• _EXERCISE BRIEF_
Return all lines from the listing below in which the string "reflection" occurs.

• _INPUT MATERIAL_
+++++
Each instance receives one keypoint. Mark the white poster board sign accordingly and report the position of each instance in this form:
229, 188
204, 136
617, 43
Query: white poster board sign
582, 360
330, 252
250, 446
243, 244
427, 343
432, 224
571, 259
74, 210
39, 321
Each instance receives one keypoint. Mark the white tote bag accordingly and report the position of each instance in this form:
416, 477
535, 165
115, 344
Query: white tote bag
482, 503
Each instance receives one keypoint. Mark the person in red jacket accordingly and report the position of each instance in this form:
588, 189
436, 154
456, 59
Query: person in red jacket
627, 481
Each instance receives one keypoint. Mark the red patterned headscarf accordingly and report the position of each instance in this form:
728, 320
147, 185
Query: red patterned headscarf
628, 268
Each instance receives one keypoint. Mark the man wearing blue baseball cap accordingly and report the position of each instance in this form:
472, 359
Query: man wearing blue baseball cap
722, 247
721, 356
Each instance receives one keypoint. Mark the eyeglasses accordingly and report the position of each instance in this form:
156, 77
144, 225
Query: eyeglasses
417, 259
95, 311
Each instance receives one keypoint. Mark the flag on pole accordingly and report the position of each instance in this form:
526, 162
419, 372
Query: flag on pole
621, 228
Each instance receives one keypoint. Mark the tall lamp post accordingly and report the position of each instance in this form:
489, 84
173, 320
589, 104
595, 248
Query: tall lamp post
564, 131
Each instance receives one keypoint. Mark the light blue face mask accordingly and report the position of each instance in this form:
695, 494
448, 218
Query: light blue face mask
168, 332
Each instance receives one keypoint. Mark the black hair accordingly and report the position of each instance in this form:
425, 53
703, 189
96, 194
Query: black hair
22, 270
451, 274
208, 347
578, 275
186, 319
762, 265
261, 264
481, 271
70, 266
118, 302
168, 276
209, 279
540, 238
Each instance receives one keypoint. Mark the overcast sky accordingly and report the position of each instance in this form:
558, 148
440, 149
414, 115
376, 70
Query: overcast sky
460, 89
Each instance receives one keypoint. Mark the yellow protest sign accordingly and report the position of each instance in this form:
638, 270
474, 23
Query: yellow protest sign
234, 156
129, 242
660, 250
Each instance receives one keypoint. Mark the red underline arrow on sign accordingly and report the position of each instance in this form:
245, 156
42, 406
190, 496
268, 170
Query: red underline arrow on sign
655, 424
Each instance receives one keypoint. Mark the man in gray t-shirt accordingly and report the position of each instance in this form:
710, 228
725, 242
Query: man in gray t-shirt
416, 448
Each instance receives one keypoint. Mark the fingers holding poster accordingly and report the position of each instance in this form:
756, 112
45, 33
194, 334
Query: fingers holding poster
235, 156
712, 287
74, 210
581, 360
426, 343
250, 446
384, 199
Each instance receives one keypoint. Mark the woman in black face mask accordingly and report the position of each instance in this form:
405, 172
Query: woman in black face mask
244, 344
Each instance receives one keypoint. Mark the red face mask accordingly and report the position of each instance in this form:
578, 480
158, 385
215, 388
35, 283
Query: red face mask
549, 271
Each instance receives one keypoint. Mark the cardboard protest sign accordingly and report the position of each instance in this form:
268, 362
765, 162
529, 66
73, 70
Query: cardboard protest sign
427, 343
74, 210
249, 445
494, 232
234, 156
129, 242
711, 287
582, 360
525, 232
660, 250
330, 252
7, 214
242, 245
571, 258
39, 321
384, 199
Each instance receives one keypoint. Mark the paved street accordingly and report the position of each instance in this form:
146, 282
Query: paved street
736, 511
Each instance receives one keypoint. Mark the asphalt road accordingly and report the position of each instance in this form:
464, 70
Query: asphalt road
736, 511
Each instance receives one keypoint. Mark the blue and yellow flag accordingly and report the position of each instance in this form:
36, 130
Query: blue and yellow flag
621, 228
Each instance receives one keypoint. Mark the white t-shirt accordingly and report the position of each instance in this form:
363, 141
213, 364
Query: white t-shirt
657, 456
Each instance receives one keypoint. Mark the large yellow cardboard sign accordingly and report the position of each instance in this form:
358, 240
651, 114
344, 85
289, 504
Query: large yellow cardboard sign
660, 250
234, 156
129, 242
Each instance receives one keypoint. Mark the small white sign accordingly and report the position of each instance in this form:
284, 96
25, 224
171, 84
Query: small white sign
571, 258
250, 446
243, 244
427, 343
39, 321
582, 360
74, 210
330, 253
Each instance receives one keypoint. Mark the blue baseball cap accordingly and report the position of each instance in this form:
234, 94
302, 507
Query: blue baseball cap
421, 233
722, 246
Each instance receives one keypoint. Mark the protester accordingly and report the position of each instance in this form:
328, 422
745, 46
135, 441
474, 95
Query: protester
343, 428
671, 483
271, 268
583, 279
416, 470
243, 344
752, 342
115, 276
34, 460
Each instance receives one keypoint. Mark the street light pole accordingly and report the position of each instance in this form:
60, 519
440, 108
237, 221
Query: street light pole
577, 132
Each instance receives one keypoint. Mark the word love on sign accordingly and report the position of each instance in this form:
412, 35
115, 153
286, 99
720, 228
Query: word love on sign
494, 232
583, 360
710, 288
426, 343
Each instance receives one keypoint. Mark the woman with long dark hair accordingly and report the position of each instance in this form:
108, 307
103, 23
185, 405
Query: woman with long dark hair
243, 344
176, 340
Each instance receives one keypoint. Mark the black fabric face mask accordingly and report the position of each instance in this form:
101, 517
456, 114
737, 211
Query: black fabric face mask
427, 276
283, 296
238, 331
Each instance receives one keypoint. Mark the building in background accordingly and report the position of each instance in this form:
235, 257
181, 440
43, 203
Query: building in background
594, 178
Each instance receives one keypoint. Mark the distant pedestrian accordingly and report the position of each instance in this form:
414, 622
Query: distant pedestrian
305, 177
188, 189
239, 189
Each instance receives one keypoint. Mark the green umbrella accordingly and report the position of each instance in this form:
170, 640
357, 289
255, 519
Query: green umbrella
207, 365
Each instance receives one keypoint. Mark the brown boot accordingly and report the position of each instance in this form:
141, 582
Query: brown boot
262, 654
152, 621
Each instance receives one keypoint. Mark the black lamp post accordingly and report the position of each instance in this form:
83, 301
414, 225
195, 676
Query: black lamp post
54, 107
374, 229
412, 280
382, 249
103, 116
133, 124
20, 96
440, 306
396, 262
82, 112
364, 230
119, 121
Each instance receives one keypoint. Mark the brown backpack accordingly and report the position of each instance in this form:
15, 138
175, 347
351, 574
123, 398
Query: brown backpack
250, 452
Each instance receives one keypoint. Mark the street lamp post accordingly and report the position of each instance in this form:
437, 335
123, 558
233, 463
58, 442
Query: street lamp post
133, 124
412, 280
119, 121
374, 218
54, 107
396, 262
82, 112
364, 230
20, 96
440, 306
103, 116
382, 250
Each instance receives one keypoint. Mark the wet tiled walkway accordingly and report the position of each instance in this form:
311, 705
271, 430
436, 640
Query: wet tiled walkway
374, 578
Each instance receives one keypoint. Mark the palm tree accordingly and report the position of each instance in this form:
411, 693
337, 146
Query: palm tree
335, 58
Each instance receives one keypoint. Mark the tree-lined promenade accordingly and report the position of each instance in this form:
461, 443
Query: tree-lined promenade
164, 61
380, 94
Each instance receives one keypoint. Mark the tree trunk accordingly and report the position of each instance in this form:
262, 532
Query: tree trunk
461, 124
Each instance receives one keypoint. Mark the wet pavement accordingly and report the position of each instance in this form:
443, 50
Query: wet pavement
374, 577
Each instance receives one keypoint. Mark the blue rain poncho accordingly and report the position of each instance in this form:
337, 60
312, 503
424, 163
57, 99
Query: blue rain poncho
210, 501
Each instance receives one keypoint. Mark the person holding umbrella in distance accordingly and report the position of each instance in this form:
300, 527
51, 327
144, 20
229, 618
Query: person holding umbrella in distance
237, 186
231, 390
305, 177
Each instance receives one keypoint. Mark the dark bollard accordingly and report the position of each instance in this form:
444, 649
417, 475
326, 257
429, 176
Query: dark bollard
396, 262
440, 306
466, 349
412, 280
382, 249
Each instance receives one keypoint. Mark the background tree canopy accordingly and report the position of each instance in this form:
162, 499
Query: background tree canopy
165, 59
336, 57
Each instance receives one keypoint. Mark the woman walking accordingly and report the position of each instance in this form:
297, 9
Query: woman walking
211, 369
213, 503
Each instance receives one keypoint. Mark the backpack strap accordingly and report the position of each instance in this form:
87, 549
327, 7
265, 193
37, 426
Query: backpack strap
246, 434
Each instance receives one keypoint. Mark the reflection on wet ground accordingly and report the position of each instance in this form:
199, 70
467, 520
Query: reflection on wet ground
+++++
• _EXERCISE SOLUTION_
Each instance receives one keypoint. Mark the reflection on wet ground accordingly and report the position of each instance in this form:
Query: reflection on wet ground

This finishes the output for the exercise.